#### [Assignment]
Filter the entries below, keeping only lines with "dark".

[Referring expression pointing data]
• • •

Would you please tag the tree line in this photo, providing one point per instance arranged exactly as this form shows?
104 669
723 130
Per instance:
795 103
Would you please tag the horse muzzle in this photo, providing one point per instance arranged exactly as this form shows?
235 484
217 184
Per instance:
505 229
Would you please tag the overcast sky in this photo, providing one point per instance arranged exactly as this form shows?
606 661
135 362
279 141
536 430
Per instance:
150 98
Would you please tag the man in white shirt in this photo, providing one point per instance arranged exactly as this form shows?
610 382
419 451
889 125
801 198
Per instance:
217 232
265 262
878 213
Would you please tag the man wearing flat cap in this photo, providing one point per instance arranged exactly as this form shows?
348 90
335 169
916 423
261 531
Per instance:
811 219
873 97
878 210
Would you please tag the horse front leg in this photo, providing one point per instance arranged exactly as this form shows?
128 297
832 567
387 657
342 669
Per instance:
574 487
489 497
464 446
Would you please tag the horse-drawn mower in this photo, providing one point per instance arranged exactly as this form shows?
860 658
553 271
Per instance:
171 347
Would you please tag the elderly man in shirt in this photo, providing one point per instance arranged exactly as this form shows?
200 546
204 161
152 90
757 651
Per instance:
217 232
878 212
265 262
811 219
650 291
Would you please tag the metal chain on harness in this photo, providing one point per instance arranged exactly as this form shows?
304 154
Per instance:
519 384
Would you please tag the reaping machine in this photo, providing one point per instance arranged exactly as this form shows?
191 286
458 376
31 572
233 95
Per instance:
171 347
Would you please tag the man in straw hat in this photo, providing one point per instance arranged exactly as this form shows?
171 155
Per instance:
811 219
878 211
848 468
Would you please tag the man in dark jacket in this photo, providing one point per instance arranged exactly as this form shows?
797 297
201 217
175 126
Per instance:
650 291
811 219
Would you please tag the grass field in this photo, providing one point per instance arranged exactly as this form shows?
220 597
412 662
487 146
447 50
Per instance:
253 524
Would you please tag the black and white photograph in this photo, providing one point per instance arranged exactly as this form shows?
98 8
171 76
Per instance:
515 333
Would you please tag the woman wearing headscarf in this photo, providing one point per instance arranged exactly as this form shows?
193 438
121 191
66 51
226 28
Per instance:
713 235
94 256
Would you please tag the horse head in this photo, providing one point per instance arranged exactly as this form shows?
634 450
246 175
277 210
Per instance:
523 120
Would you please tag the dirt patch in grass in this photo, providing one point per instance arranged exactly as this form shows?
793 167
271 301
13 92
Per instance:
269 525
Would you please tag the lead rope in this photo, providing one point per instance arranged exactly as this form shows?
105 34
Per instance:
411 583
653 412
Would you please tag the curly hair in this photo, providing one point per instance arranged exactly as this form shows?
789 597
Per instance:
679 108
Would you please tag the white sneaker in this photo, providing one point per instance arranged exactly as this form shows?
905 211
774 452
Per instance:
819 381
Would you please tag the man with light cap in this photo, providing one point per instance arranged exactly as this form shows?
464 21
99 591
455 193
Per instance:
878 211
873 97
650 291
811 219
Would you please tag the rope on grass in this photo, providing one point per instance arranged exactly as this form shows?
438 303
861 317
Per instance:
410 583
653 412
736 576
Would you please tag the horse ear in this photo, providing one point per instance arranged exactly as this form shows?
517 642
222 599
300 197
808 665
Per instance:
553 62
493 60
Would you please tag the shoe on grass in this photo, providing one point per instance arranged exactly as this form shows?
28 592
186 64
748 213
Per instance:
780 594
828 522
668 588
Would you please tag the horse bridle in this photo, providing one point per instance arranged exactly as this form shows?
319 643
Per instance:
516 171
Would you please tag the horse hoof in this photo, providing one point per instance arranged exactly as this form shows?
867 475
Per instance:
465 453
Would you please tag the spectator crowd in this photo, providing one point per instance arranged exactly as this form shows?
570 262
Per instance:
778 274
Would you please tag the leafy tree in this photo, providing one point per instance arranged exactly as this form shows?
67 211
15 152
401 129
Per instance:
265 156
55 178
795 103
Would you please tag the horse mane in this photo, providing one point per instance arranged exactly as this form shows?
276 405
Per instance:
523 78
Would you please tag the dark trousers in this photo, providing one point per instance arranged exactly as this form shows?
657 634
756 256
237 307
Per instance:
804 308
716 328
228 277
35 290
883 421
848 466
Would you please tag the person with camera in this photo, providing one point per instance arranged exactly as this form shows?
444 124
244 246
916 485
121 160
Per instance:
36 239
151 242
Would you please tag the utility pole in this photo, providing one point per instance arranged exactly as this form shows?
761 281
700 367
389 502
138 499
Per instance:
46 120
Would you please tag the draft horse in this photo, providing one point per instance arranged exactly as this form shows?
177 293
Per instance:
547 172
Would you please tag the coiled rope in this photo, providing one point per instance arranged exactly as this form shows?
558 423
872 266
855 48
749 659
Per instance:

• • •

#### [Solution to the problem]
Would you please tag the man in dark jacket in this photo, providing one point per instance arranged exactly as this form shows?
Would you please tag the dark trousers in this photo, providing one point per instance arranged exactly as this form shows?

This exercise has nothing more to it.